* _TO DO_
a) In the analysis of talk page edits, why does the code filter out the weeks of '2018-05-27' and '2019-10-27'?
b) In the talk page edit analysis, begin at the words "There have also" and stop after "in October 2019.". Rewrite that passage with "Thai Wikipedia" switched to "Arabic Wikipedia".

* _DOCUMENT TEXT_
"""
There have also been year over year increases for most all of the target wikipedia projects except for Thai Wikipedia from June to October 2019 this year. These increases started prior to AMC deployment but there is a higher rate of increase following deployment and about 36.3% of all mobile web requests to article talk pages were done in AMC mode in October 2019.

Rate of edits to article talk pages from target wikipedias

In [1943]:
talk_page_edits_targetwiki_March <- talk_page_edits_clean %>%
  filter(edit_type == 'all_mobile_web_edits',
        wiki %in% c('arwiki', 'eswiki', 'idwiki')) %>%
  mutate(date = floor_date(date, "week")) %>%
  filter(date != '2018-05-27',
        date !=  '2019-10-27') %>% #remove incomplete data weeks
  group_by(date, wiki) %>%
  summarise(edit_count = sum(edit_count))
In [2044]:
# March deployment target wiki Mobile Web Edits by edit type

talk_page_edits_bytype_targetwiki_March <- talk_page_edits_clean %>%
  filter(edit_type != 'all_mobile_web_edits',
         wiki %in% c('arwiki', 'eswiki', 'idwiki')) %>%
  mutate(date = floor_date(date, "week")) %>%
  filter(date != '2018-05-27',
        date !=  '2019-10-27') %>% #remove incomplete data weeks
  group_by(date, wiki, edit_type) %>%
  summarise(edit_count = sum(edit_count))
"""
* _DATA SUPPLIED_
"""
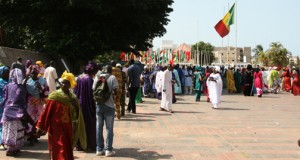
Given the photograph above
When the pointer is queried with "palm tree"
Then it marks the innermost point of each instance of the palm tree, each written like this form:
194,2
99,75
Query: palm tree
278,54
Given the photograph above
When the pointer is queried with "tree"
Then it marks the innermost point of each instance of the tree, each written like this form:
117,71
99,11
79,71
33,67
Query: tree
278,54
83,29
298,61
204,48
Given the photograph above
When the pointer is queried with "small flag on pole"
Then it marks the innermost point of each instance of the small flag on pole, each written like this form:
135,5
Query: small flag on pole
223,26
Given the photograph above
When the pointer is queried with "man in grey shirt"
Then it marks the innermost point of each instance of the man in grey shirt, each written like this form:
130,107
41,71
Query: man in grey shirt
105,113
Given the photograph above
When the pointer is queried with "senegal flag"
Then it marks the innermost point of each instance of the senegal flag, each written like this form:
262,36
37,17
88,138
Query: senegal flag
223,26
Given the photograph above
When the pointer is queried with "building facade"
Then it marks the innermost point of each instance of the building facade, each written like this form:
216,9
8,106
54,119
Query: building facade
232,55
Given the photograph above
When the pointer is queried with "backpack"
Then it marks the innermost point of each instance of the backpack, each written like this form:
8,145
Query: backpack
101,92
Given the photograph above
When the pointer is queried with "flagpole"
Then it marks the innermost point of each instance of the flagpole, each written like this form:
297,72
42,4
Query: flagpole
221,57
228,45
235,31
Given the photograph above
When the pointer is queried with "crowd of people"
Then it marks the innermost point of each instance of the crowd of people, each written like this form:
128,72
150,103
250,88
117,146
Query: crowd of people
35,101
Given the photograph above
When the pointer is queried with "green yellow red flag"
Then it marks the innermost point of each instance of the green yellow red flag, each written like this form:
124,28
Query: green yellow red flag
223,26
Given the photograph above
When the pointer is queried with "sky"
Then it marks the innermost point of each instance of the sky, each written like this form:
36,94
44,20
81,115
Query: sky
259,22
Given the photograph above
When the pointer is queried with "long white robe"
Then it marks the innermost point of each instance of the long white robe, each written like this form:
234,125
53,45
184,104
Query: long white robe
158,81
166,99
215,89
50,75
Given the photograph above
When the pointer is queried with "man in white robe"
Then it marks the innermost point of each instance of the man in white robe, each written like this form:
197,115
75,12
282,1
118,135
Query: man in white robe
158,83
215,86
51,77
166,100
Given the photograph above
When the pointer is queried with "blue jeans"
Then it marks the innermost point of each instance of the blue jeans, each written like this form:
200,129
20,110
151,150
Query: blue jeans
104,114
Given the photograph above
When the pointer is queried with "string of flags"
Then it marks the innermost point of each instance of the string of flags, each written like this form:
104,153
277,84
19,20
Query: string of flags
165,56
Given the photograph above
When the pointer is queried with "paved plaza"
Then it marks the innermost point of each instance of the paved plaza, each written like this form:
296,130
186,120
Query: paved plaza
244,128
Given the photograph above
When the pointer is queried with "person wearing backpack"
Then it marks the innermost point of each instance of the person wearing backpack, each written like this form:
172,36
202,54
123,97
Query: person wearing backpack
105,113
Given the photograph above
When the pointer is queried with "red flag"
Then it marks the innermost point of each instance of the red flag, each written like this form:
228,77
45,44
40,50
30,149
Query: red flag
123,56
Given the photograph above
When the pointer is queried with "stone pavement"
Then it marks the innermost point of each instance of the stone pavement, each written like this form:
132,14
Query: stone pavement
243,128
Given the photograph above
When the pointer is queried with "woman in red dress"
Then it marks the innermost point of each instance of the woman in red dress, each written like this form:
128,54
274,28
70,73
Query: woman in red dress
296,82
286,75
258,82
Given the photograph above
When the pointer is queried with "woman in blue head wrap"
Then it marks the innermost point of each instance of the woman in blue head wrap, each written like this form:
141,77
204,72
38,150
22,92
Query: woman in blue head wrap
4,76
14,104
198,80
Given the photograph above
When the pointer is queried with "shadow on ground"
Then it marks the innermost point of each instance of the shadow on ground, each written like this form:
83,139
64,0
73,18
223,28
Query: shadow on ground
140,155
238,109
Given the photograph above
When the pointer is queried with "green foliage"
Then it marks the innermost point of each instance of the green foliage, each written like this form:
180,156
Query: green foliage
82,29
107,57
204,48
278,54
298,61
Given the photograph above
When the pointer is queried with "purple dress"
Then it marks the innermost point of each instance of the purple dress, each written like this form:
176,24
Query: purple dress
14,103
84,93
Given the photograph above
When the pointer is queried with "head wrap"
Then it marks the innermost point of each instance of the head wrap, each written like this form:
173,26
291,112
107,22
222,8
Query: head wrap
16,76
69,77
217,68
197,68
118,65
39,63
28,63
2,69
34,69
91,67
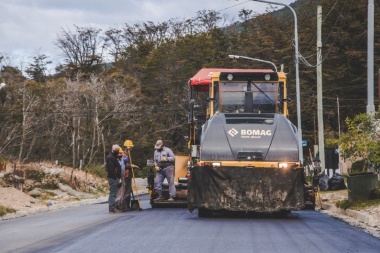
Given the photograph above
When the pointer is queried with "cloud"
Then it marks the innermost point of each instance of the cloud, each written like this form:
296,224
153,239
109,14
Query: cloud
28,27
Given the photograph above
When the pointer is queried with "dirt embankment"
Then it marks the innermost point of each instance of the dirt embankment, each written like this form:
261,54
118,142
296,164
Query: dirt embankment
38,187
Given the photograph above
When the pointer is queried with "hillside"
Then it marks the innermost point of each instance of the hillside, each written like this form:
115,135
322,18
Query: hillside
46,186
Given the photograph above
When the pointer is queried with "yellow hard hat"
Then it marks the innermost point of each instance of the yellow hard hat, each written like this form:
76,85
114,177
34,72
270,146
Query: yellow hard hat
128,144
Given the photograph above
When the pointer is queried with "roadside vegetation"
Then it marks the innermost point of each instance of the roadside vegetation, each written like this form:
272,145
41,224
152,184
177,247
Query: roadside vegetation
131,82
4,210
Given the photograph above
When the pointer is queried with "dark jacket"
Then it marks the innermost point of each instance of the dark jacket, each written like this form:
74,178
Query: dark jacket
113,167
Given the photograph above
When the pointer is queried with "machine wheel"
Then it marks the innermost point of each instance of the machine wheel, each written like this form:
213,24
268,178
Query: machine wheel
204,212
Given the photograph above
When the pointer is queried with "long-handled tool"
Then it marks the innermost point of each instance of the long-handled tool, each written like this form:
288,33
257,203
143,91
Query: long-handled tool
129,145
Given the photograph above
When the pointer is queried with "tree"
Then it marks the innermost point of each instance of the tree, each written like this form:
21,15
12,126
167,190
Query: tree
83,50
362,140
37,69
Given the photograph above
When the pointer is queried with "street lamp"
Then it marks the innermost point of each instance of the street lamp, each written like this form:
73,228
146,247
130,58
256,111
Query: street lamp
300,153
253,59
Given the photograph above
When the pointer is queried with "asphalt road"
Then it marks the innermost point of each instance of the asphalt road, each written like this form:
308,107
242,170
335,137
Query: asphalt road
91,229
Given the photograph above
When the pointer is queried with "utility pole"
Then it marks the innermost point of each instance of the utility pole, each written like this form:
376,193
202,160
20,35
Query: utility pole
337,103
370,68
321,139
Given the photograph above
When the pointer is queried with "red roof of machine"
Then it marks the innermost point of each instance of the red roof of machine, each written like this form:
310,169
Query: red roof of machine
203,77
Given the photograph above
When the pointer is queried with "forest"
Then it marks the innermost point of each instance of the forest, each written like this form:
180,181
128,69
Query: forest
131,83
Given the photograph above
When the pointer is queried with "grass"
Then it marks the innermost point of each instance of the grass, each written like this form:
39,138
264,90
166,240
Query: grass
345,204
4,210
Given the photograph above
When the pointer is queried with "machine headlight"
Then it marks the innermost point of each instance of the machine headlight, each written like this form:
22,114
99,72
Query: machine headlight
283,165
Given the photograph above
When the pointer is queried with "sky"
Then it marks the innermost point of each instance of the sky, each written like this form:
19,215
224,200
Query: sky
30,27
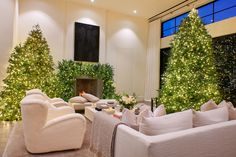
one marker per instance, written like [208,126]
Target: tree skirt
[16,147]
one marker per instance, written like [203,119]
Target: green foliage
[70,70]
[30,66]
[190,78]
[225,54]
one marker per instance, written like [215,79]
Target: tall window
[210,13]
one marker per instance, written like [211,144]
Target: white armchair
[56,101]
[45,132]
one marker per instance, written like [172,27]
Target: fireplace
[89,85]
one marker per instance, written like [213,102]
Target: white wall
[122,37]
[126,51]
[7,8]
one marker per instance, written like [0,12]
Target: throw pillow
[34,91]
[78,99]
[90,97]
[210,105]
[159,111]
[210,117]
[168,123]
[132,120]
[230,106]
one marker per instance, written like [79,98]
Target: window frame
[211,14]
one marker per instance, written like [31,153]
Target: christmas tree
[30,66]
[190,78]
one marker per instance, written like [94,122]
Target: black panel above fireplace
[86,44]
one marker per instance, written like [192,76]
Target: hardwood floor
[5,129]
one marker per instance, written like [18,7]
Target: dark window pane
[168,24]
[207,20]
[180,18]
[223,4]
[205,10]
[225,14]
[168,32]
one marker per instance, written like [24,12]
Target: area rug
[16,147]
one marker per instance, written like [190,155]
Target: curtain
[153,60]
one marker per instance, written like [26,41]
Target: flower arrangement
[127,101]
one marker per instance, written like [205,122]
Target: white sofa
[47,128]
[217,140]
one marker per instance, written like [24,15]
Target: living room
[134,42]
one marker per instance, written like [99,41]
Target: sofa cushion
[34,91]
[159,111]
[210,105]
[168,123]
[78,99]
[132,120]
[210,117]
[90,97]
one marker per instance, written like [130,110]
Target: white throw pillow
[132,120]
[90,97]
[230,106]
[168,123]
[34,91]
[78,99]
[210,117]
[210,105]
[159,111]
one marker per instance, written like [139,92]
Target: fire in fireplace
[89,85]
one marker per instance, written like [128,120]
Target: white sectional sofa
[217,140]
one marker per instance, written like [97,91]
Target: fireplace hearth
[89,85]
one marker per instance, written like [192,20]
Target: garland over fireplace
[89,85]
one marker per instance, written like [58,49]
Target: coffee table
[89,112]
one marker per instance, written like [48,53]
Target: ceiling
[145,8]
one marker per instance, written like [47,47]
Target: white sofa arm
[215,140]
[56,112]
[63,119]
[67,131]
[59,103]
[130,143]
[52,100]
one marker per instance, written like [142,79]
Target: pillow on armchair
[210,117]
[90,97]
[210,105]
[134,121]
[167,123]
[78,99]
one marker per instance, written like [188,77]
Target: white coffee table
[89,112]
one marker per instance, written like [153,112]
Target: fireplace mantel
[89,85]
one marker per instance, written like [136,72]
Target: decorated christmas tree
[190,78]
[30,66]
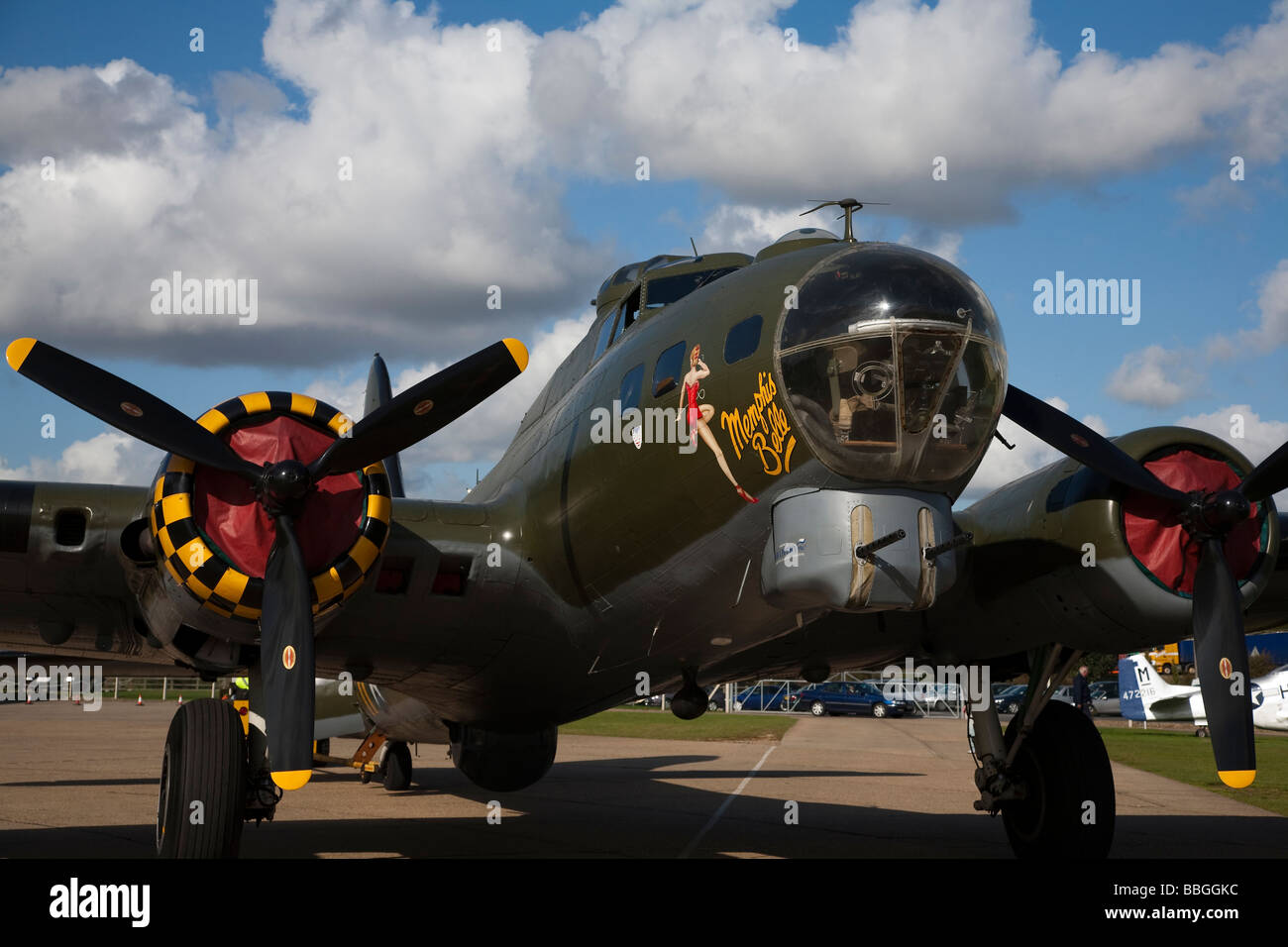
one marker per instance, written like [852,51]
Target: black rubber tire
[397,767]
[204,761]
[1064,764]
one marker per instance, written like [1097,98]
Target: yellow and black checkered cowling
[194,562]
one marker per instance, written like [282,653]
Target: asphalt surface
[76,784]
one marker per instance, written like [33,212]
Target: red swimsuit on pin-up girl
[695,411]
[698,419]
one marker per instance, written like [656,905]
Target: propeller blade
[1219,646]
[123,405]
[1269,476]
[1083,445]
[424,407]
[286,657]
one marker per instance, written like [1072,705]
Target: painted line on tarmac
[715,817]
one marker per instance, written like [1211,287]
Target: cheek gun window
[742,341]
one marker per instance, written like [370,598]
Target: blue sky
[1201,245]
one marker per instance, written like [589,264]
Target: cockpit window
[894,367]
[605,333]
[925,360]
[665,290]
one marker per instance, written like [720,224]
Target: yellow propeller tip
[1236,779]
[518,352]
[18,351]
[291,779]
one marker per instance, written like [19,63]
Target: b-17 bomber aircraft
[745,470]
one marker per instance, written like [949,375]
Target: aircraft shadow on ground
[630,806]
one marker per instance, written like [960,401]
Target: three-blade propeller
[282,489]
[1222,652]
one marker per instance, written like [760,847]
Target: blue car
[848,697]
[765,697]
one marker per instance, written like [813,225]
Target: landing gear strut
[1048,776]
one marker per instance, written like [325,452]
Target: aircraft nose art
[894,365]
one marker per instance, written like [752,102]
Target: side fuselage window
[632,382]
[669,368]
[630,311]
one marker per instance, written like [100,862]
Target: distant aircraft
[1145,696]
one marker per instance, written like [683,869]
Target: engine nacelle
[213,536]
[1098,566]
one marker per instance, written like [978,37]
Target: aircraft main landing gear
[202,792]
[397,766]
[1048,776]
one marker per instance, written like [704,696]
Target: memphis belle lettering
[761,427]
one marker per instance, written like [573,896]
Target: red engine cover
[1157,538]
[226,509]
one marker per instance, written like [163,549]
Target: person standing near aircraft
[699,415]
[1082,690]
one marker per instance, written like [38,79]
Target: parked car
[1104,697]
[765,697]
[848,697]
[1009,699]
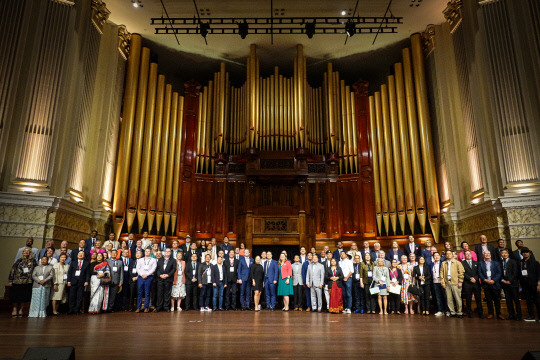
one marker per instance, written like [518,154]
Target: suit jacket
[479,253]
[329,274]
[390,255]
[232,276]
[271,271]
[190,269]
[170,269]
[202,273]
[471,272]
[496,274]
[417,250]
[215,274]
[117,277]
[510,271]
[315,275]
[456,271]
[427,273]
[244,268]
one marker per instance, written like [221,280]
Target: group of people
[149,275]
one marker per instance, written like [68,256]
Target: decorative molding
[453,14]
[124,38]
[100,14]
[428,39]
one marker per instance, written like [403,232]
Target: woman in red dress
[334,278]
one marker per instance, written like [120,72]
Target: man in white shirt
[145,269]
[348,270]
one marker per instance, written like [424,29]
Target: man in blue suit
[304,275]
[244,269]
[489,272]
[270,280]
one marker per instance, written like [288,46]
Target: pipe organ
[276,160]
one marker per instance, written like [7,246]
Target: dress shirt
[347,267]
[149,263]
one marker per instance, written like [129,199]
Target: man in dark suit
[471,285]
[117,279]
[490,273]
[479,249]
[395,253]
[337,254]
[192,285]
[411,247]
[163,244]
[75,252]
[270,280]
[516,255]
[91,241]
[244,279]
[530,282]
[231,268]
[165,275]
[510,285]
[78,278]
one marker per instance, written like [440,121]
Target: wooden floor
[230,335]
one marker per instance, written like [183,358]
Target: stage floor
[229,335]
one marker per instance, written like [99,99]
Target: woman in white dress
[179,283]
[58,292]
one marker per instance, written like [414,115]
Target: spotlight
[243,29]
[203,28]
[310,29]
[350,28]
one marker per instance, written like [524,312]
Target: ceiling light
[350,28]
[310,29]
[243,29]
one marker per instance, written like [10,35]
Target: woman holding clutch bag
[381,277]
[396,281]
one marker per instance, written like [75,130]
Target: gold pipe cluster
[146,185]
[403,157]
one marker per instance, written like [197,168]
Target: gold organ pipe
[405,146]
[142,205]
[389,160]
[126,136]
[177,159]
[162,177]
[375,157]
[156,148]
[382,162]
[428,157]
[416,156]
[396,149]
[170,163]
[133,190]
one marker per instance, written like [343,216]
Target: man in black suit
[516,255]
[191,282]
[510,285]
[471,285]
[231,268]
[165,275]
[78,278]
[484,246]
[75,252]
[411,247]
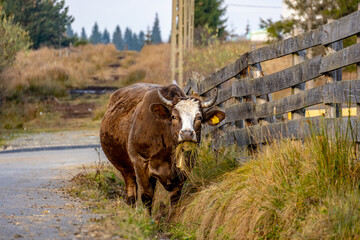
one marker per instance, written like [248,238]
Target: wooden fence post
[333,110]
[256,72]
[358,71]
[298,57]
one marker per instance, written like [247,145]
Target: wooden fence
[244,92]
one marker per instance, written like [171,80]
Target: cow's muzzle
[187,135]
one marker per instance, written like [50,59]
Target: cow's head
[185,115]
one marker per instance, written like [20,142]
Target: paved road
[32,202]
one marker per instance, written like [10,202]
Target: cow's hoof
[131,201]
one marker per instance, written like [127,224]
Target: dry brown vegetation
[35,87]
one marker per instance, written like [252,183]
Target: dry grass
[49,68]
[43,74]
[289,190]
[154,60]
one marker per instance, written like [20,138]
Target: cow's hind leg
[131,188]
[146,184]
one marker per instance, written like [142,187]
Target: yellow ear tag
[215,119]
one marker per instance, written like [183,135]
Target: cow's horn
"""
* _SOLUTION SET_
a) The code removes those two weeks because their data is incomplete.

b)
There have also been year over year increases for most all of the target wikipedia projects except for Arabic Wikipedia from June to October 2019 this year. These increases started prior to AMC deployment but there is a higher rate of increase following deployment and about 36.3% of all mobile web requests to article talk pages were done in AMC mode in October 2019.